## What the exercise asks
Print the passage of the spray-kamon-metrics page between "In order to" and "the corresponding functionality.", inclusive.

## Selected passage
################
Better Kamon metrics for Spray services
HTML JavaScript Scala CSS

README.asciidoc

spray-kamon-metrics

Build Status Coverage Status

This library augments kamon-spray to make it provide more useful metrics. In particular, it consists of two independent parts

KamonHttp

A drop-in replacement for Spray can’s Http IO extension with one that will automatically gather Spray server metrics on a periodic basis and publish them to Kamon

TracingHttpService

A drop-in replacement for Spray routing’s HttpService trait that will provide more useful trace metrics

Installation

In order to use this library, you will need to add dependencies to your project:

libraryDependencies ++= Seq(
  "com.monsanto.arch" %% "spray-kamon-metrics" % "0.1.3",
  // optional: Needed for KamonHttp
  "io.spray"          %% "spray-can"           % "1.3.3",
  // optional: Needed for TracingHttpService
  "io.spray"          %% "spray-routing"       % "1.3.3",
)

Note that each of the Spray dependencies is optional and only required when you are using the corresponding functionality.

Additionally, you will need to add JCenter to your resolver chain.

resolvers += Resolver.jcenterRepo

KamonHttp

When you use KamonHttp, you will be able to retrieve the Spray can server’s metrics from Kamon.
################
## Data provided
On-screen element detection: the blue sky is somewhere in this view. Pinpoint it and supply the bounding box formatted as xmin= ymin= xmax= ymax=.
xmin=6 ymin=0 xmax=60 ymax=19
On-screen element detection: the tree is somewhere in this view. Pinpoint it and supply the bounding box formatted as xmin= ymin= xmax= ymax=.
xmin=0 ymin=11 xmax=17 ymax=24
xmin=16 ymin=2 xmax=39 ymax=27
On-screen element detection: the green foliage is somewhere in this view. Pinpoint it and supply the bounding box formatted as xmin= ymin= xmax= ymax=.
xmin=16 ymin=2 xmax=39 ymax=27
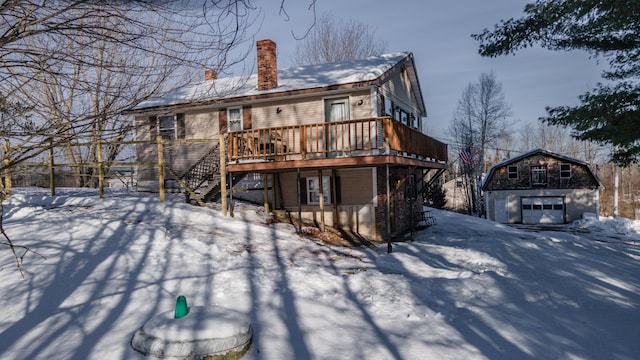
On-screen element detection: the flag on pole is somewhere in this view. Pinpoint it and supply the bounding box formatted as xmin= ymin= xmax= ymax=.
xmin=460 ymin=146 xmax=473 ymax=165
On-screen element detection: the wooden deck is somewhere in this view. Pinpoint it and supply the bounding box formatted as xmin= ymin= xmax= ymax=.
xmin=228 ymin=117 xmax=447 ymax=172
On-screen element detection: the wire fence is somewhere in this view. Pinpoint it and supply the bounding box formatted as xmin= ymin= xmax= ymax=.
xmin=0 ymin=137 xmax=221 ymax=200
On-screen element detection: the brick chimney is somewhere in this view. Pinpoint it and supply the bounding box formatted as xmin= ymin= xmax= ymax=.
xmin=256 ymin=39 xmax=278 ymax=90
xmin=204 ymin=70 xmax=218 ymax=80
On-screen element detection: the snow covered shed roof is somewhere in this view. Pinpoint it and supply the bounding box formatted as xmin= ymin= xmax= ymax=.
xmin=130 ymin=52 xmax=424 ymax=113
xmin=482 ymin=148 xmax=602 ymax=189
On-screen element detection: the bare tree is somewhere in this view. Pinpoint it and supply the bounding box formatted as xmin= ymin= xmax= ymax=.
xmin=295 ymin=13 xmax=387 ymax=65
xmin=0 ymin=0 xmax=254 ymax=164
xmin=0 ymin=0 xmax=256 ymax=274
xmin=449 ymin=73 xmax=511 ymax=213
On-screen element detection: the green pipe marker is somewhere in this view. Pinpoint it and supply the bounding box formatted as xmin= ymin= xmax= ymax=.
xmin=173 ymin=295 xmax=189 ymax=319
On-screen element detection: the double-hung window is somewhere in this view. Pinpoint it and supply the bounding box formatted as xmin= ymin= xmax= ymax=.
xmin=307 ymin=176 xmax=331 ymax=204
xmin=560 ymin=163 xmax=571 ymax=179
xmin=158 ymin=114 xmax=176 ymax=140
xmin=531 ymin=165 xmax=547 ymax=187
xmin=227 ymin=107 xmax=242 ymax=132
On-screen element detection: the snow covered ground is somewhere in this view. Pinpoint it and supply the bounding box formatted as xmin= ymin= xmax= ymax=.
xmin=0 ymin=189 xmax=640 ymax=360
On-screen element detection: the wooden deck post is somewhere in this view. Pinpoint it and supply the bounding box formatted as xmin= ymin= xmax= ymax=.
xmin=296 ymin=168 xmax=302 ymax=235
xmin=2 ymin=139 xmax=12 ymax=197
xmin=385 ymin=164 xmax=393 ymax=254
xmin=96 ymin=139 xmax=104 ymax=199
xmin=49 ymin=138 xmax=56 ymax=196
xmin=156 ymin=135 xmax=164 ymax=202
xmin=218 ymin=134 xmax=227 ymax=216
xmin=262 ymin=173 xmax=269 ymax=214
xmin=318 ymin=170 xmax=325 ymax=232
xmin=331 ymin=169 xmax=340 ymax=229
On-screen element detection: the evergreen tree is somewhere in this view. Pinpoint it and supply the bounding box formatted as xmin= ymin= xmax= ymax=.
xmin=472 ymin=0 xmax=640 ymax=166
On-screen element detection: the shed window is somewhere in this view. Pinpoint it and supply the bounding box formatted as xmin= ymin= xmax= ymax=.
xmin=560 ymin=163 xmax=571 ymax=179
xmin=227 ymin=107 xmax=242 ymax=132
xmin=531 ymin=165 xmax=547 ymax=186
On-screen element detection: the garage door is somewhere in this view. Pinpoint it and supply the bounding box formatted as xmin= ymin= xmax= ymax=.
xmin=521 ymin=197 xmax=564 ymax=224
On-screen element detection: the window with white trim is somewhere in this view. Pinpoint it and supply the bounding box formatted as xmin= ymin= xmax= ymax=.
xmin=158 ymin=114 xmax=176 ymax=140
xmin=560 ymin=163 xmax=571 ymax=179
xmin=307 ymin=176 xmax=331 ymax=204
xmin=227 ymin=107 xmax=242 ymax=132
xmin=531 ymin=165 xmax=547 ymax=186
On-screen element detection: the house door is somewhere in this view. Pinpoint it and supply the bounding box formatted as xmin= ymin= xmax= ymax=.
xmin=493 ymin=199 xmax=509 ymax=224
xmin=324 ymin=98 xmax=349 ymax=153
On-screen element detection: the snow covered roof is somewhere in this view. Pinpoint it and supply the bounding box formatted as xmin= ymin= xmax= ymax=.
xmin=133 ymin=52 xmax=412 ymax=110
xmin=482 ymin=148 xmax=602 ymax=189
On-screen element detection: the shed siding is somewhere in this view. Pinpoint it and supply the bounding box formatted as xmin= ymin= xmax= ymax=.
xmin=485 ymin=154 xmax=598 ymax=190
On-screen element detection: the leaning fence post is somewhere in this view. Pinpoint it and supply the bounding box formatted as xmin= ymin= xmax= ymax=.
xmin=49 ymin=138 xmax=56 ymax=196
xmin=2 ymin=139 xmax=11 ymax=197
xmin=96 ymin=139 xmax=104 ymax=199
xmin=156 ymin=135 xmax=164 ymax=202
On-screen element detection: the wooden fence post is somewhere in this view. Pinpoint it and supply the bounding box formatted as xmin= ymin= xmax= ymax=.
xmin=49 ymin=138 xmax=56 ymax=196
xmin=218 ymin=134 xmax=227 ymax=216
xmin=96 ymin=139 xmax=104 ymax=199
xmin=156 ymin=135 xmax=164 ymax=202
xmin=2 ymin=139 xmax=11 ymax=197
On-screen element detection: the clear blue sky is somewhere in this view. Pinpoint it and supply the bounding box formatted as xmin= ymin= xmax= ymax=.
xmin=241 ymin=0 xmax=602 ymax=141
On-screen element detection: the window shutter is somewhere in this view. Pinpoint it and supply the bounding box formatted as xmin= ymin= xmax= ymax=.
xmin=300 ymin=178 xmax=307 ymax=204
xmin=149 ymin=116 xmax=158 ymax=140
xmin=176 ymin=113 xmax=185 ymax=139
xmin=242 ymin=106 xmax=251 ymax=130
xmin=218 ymin=108 xmax=229 ymax=134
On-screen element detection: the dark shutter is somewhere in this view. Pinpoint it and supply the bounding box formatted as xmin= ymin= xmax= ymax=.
xmin=149 ymin=116 xmax=158 ymax=140
xmin=218 ymin=109 xmax=229 ymax=134
xmin=242 ymin=106 xmax=251 ymax=130
xmin=300 ymin=178 xmax=307 ymax=204
xmin=176 ymin=113 xmax=185 ymax=139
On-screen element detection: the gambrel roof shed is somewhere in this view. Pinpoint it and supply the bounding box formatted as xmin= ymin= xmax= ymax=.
xmin=482 ymin=149 xmax=602 ymax=191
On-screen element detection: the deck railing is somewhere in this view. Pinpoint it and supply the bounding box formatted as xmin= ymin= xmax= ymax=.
xmin=229 ymin=117 xmax=447 ymax=161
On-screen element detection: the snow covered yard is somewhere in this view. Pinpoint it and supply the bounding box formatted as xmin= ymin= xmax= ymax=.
xmin=0 ymin=189 xmax=640 ymax=360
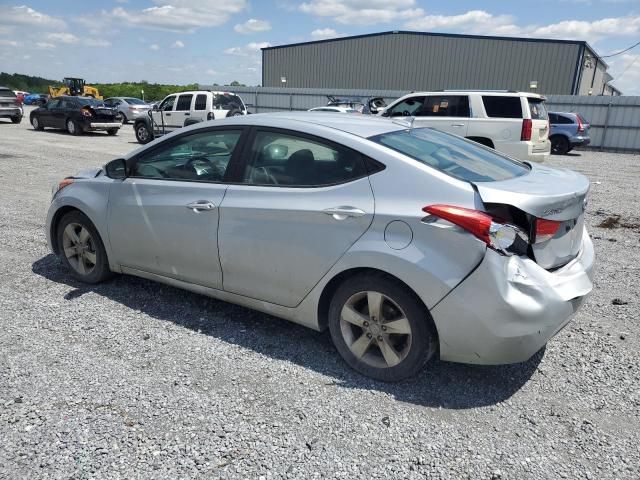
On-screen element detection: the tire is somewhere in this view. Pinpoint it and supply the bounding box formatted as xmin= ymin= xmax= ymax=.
xmin=551 ymin=135 xmax=569 ymax=155
xmin=135 ymin=122 xmax=153 ymax=145
xmin=31 ymin=115 xmax=44 ymax=131
xmin=65 ymin=118 xmax=82 ymax=135
xmin=329 ymin=274 xmax=438 ymax=382
xmin=56 ymin=210 xmax=113 ymax=283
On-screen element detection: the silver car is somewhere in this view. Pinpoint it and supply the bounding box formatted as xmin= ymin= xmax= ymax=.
xmin=104 ymin=97 xmax=151 ymax=124
xmin=47 ymin=112 xmax=594 ymax=381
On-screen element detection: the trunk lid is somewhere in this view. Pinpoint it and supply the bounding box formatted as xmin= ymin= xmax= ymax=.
xmin=474 ymin=163 xmax=589 ymax=269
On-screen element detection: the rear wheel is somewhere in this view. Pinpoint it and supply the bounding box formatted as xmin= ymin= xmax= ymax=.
xmin=67 ymin=118 xmax=82 ymax=135
xmin=56 ymin=211 xmax=111 ymax=283
xmin=329 ymin=274 xmax=437 ymax=382
xmin=31 ymin=116 xmax=44 ymax=130
xmin=135 ymin=122 xmax=153 ymax=145
xmin=551 ymin=135 xmax=569 ymax=155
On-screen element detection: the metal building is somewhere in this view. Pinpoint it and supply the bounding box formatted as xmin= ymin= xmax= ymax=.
xmin=262 ymin=31 xmax=620 ymax=95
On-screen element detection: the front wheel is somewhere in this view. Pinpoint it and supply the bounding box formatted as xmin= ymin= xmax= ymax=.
xmin=135 ymin=122 xmax=153 ymax=145
xmin=56 ymin=211 xmax=111 ymax=283
xmin=329 ymin=274 xmax=437 ymax=382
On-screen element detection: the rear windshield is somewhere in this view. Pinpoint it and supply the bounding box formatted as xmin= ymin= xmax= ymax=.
xmin=125 ymin=98 xmax=146 ymax=105
xmin=482 ymin=95 xmax=522 ymax=118
xmin=527 ymin=98 xmax=549 ymax=120
xmin=369 ymin=128 xmax=529 ymax=182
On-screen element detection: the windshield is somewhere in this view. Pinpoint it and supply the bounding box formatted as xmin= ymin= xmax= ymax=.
xmin=76 ymin=97 xmax=104 ymax=107
xmin=124 ymin=98 xmax=146 ymax=105
xmin=369 ymin=128 xmax=529 ymax=182
xmin=527 ymin=98 xmax=549 ymax=120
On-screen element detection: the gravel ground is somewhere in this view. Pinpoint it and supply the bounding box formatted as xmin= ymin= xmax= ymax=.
xmin=0 ymin=110 xmax=640 ymax=479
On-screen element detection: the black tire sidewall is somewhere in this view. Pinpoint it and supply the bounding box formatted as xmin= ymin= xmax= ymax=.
xmin=329 ymin=275 xmax=437 ymax=382
xmin=56 ymin=211 xmax=111 ymax=283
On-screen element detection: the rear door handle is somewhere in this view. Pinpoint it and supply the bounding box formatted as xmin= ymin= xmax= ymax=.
xmin=322 ymin=207 xmax=365 ymax=220
xmin=186 ymin=200 xmax=216 ymax=212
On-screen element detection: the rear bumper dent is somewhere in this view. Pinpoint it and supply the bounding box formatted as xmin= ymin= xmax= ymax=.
xmin=431 ymin=231 xmax=595 ymax=365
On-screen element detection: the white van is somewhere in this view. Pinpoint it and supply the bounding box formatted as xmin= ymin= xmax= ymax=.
xmin=379 ymin=90 xmax=551 ymax=162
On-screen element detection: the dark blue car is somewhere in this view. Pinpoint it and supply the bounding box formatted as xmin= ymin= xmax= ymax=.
xmin=549 ymin=112 xmax=591 ymax=155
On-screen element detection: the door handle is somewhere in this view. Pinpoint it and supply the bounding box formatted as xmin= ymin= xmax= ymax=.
xmin=186 ymin=200 xmax=216 ymax=212
xmin=322 ymin=207 xmax=365 ymax=220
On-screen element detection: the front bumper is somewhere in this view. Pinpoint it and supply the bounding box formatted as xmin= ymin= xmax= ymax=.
xmin=0 ymin=107 xmax=22 ymax=118
xmin=89 ymin=122 xmax=122 ymax=130
xmin=431 ymin=231 xmax=595 ymax=365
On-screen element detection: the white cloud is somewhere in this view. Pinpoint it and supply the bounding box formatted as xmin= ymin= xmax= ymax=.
xmin=224 ymin=42 xmax=271 ymax=57
xmin=311 ymin=28 xmax=344 ymax=40
xmin=233 ymin=18 xmax=271 ymax=34
xmin=299 ymin=0 xmax=424 ymax=25
xmin=0 ymin=5 xmax=65 ymax=29
xmin=107 ymin=0 xmax=247 ymax=32
xmin=47 ymin=32 xmax=80 ymax=44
################
## Reply
In order to use this library, you will need to add dependencies to your project:

libraryDependencies ++= Seq(
  "com.monsanto.arch" %% "spray-kamon-metrics" % "0.1.3",
  // optional: Needed for KamonHttp
  "io.spray"          %% "spray-can"           % "1.3.3",
  // optional: Needed for TracingHttpService
  "io.spray"          %% "spray-routing"       % "1.3.3",
)

Note that each of the Spray dependencies is optional and only required when you are using the corresponding functionality.